**Information shown**
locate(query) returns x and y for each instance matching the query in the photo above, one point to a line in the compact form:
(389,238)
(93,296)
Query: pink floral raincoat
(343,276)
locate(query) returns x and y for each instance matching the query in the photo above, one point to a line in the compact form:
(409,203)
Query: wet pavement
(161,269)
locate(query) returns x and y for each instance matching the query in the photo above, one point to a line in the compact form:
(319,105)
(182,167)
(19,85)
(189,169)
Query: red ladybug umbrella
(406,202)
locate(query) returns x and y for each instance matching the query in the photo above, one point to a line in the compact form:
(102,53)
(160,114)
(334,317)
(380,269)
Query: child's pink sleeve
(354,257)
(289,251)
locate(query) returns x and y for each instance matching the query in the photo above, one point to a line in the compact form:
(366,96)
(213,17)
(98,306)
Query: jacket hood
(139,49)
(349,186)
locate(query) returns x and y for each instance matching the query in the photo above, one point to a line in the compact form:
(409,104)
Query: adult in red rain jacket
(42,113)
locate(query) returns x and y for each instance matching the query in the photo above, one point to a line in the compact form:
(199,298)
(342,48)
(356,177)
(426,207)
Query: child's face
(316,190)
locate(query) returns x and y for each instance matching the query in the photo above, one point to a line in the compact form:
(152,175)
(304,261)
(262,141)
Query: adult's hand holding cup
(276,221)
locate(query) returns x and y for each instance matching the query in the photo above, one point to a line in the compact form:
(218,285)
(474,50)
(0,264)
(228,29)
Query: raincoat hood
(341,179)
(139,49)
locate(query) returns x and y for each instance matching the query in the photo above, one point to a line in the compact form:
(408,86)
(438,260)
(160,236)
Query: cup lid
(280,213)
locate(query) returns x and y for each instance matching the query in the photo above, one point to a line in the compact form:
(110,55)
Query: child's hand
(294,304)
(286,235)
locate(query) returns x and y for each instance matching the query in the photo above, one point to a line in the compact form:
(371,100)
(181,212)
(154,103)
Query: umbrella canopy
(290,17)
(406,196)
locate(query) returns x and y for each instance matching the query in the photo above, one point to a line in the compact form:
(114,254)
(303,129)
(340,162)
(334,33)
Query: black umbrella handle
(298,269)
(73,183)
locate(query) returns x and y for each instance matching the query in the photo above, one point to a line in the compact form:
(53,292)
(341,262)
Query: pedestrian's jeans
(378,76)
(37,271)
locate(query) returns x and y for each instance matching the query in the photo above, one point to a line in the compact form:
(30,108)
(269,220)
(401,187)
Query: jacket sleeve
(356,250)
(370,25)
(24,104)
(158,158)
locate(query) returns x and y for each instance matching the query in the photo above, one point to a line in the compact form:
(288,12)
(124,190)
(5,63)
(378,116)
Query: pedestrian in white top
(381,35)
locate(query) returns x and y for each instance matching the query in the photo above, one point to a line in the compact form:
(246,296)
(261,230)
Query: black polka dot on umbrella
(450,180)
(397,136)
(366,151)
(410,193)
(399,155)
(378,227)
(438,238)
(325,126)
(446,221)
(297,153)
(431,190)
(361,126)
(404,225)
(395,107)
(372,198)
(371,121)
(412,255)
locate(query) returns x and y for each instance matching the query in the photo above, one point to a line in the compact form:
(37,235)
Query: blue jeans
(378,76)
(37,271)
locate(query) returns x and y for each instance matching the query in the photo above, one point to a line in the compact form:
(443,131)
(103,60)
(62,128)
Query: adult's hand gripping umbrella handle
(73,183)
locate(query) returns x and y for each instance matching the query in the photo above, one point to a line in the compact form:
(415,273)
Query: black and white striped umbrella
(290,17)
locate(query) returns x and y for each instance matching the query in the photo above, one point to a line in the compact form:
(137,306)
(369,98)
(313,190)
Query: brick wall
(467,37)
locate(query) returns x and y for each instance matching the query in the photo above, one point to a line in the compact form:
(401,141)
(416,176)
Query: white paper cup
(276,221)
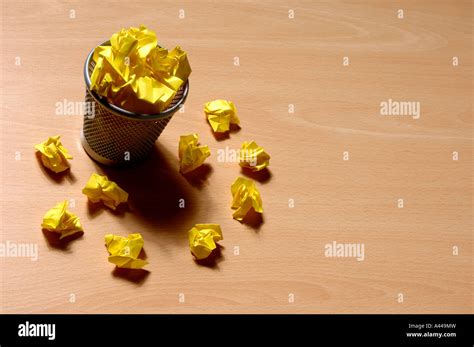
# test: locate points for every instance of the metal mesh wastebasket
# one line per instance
(114, 136)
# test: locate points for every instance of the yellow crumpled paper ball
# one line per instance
(124, 251)
(136, 75)
(191, 156)
(53, 154)
(99, 188)
(202, 239)
(245, 197)
(220, 114)
(61, 221)
(253, 157)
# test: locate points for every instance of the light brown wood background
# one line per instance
(282, 61)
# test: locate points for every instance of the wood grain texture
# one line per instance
(282, 61)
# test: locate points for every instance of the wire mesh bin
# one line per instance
(114, 136)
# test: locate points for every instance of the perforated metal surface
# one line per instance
(112, 138)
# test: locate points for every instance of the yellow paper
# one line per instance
(191, 156)
(53, 154)
(124, 251)
(135, 74)
(253, 157)
(220, 114)
(202, 239)
(61, 221)
(245, 197)
(99, 188)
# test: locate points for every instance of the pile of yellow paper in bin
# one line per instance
(136, 74)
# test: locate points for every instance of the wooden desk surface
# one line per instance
(281, 266)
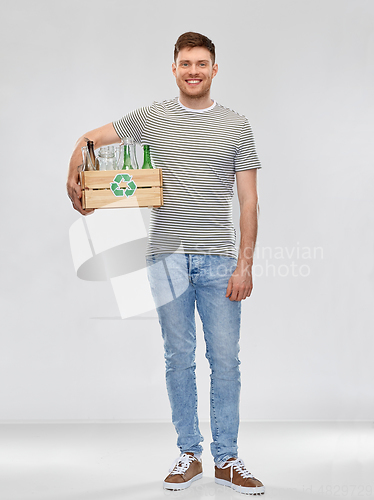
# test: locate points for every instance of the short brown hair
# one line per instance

**Assignment**
Where does the word "points" show up in the material? Copy out each line that has it.

**Task solution**
# test: locate points for every instance of the metal mesh wastebasket
# test: locate points for every instance of the yellow crumpled paper ball
# test: locate points for every instance of the light brown wood background
# test: locate points for every instance of the wood grain texture
# test: locate points for every instance of the wire mesh bin
# test: locate points for every instance of the perforated metal surface
# test: locate points for every instance of the yellow paper
# test: locate points for every instance of the pile of yellow paper in bin
# test: locate points for every instance of the wooden desk surface
# test: locate points for every instance of the short brown hair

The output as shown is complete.